**Your objective**
Please reproduce the stretch of lines below from the start of the records through the line containing "[0,43,345,427]", character for character.

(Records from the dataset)
★ ★ ★ ★ ★

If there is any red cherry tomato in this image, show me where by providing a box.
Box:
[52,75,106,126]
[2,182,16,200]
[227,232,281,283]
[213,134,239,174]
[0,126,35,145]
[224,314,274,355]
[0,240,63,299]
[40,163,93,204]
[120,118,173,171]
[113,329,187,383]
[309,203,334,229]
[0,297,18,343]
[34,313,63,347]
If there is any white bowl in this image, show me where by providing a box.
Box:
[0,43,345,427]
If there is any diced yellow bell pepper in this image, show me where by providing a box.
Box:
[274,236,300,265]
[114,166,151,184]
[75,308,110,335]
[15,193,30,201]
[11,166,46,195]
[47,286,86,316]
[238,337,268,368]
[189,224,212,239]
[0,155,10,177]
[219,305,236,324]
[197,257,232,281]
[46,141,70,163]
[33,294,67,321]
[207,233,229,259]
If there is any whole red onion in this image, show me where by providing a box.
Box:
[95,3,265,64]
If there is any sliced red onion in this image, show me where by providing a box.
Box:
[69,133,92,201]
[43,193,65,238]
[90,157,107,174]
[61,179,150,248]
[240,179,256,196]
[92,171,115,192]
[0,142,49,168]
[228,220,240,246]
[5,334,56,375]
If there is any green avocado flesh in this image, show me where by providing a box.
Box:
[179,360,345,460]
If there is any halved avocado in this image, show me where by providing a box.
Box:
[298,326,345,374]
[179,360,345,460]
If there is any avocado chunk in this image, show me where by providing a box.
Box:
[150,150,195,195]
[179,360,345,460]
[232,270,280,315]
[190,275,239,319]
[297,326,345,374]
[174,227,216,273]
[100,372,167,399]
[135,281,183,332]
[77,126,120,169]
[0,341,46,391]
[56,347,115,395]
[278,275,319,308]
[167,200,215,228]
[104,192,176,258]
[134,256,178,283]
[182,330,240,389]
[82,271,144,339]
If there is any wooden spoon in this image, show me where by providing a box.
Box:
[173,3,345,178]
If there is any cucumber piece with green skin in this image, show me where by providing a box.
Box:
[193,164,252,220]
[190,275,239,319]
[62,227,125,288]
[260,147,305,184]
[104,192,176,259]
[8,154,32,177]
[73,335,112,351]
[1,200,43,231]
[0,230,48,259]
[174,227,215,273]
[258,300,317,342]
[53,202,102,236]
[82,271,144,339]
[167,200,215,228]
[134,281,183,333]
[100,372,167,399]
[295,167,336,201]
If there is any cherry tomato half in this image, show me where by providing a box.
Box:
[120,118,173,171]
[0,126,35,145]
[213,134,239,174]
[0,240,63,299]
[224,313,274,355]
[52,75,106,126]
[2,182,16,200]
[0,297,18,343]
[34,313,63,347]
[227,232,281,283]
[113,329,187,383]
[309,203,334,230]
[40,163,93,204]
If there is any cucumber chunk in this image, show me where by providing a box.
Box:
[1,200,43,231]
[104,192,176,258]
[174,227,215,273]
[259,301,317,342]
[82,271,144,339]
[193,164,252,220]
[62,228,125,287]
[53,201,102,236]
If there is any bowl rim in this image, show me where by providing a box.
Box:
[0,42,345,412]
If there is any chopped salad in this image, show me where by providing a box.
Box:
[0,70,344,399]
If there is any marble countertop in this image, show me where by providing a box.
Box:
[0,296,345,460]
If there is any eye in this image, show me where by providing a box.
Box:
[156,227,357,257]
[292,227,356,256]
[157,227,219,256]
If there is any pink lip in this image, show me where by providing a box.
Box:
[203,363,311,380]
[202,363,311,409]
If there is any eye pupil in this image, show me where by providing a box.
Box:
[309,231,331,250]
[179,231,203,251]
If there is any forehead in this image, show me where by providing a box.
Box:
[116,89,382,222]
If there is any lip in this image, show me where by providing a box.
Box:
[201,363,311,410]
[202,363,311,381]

★ ★ ★ ★ ★

**Problem solution**
If there is any red cherry tomato in this image, show me where by providing a box.
Box:
[52,75,106,126]
[2,182,16,200]
[227,232,281,283]
[213,134,239,174]
[0,126,35,145]
[224,314,274,355]
[0,240,63,299]
[40,163,93,204]
[120,118,173,171]
[113,329,187,383]
[309,203,334,229]
[0,297,18,343]
[34,313,63,347]
If there is any white bowl in this image, show me where by providing a box.
Box:
[0,43,345,427]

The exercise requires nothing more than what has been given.